## REQUEST
Set down the lines exactly as they appear, from the line that contains "[303, 105], one" through the end of the items.
━━━━━━
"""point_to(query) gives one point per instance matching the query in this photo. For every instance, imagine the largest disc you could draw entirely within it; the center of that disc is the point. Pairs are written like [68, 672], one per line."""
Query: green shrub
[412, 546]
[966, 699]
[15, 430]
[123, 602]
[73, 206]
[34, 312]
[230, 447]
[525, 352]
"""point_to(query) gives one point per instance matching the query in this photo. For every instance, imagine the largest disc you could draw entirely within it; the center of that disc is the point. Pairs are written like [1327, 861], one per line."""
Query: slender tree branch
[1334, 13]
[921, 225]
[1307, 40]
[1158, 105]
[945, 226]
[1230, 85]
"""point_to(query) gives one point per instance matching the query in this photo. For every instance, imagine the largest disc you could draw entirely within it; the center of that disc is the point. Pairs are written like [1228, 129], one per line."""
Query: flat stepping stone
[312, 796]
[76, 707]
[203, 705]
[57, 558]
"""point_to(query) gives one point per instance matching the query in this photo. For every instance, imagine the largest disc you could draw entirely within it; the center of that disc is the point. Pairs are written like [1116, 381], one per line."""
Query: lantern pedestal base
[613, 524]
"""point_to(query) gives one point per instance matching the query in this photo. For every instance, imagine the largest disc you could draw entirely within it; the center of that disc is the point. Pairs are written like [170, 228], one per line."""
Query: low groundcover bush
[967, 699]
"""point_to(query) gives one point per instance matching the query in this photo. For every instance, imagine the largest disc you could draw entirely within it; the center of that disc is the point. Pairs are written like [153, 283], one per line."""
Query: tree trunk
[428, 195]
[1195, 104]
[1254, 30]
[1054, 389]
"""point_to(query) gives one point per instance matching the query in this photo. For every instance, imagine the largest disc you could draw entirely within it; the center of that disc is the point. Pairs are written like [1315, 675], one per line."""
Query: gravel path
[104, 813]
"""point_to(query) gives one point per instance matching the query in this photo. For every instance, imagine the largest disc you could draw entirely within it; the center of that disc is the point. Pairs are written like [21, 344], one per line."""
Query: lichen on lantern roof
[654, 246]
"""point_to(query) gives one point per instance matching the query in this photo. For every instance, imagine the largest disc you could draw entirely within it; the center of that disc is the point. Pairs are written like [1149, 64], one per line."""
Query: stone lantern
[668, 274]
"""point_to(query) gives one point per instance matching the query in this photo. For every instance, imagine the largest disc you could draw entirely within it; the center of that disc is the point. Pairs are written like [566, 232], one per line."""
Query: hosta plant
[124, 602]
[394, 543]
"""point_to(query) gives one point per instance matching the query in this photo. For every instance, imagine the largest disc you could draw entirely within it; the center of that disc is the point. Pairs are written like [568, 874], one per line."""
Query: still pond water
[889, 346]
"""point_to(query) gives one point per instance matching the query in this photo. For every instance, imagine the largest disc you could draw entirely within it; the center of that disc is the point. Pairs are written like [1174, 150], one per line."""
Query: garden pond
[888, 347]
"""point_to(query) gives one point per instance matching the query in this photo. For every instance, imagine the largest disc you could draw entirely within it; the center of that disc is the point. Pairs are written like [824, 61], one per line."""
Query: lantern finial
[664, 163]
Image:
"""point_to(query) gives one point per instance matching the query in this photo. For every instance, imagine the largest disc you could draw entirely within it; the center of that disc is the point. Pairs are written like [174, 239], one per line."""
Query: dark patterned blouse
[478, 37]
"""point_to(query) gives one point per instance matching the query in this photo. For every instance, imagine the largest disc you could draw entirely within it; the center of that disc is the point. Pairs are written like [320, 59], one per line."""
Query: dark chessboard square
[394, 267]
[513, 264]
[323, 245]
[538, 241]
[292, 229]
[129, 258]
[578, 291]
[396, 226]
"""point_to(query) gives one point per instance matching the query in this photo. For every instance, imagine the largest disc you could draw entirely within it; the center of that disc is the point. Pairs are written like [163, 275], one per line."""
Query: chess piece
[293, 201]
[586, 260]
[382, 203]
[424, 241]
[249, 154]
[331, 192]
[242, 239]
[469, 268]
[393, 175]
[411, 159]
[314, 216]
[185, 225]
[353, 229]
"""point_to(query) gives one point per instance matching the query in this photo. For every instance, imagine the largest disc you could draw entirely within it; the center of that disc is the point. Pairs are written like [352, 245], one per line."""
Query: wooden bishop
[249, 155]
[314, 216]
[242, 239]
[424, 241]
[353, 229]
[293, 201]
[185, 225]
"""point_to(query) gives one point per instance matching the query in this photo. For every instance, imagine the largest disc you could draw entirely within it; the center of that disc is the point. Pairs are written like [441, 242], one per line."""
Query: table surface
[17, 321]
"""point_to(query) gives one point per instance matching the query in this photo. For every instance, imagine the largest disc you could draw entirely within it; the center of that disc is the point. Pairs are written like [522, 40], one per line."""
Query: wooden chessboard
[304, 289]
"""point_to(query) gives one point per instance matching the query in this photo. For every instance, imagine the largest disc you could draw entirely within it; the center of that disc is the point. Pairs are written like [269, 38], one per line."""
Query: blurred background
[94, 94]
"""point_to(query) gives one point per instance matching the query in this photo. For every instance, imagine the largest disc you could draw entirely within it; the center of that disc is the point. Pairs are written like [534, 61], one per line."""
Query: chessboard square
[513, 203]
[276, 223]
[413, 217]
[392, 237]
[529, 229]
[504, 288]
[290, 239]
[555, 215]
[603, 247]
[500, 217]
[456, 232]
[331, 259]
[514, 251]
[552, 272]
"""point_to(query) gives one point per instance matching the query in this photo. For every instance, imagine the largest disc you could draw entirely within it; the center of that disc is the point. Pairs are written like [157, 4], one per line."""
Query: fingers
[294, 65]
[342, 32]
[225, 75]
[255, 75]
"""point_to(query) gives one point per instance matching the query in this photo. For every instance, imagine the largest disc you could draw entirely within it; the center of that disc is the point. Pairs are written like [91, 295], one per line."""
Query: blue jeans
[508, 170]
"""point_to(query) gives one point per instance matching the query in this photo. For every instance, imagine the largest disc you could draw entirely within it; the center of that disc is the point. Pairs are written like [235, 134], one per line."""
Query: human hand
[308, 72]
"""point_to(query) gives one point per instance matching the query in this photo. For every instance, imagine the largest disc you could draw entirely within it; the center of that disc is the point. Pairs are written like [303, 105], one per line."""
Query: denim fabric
━━━━━━
## FINISHED EXERCISE
"""point_to(query) gives one point per instance matching the query in this photo. For every instance, imagine the largest disc you could draw entirely within it; the center of that disc is the point. Pairs are written like [303, 105], one per line."""
Query: denim fabric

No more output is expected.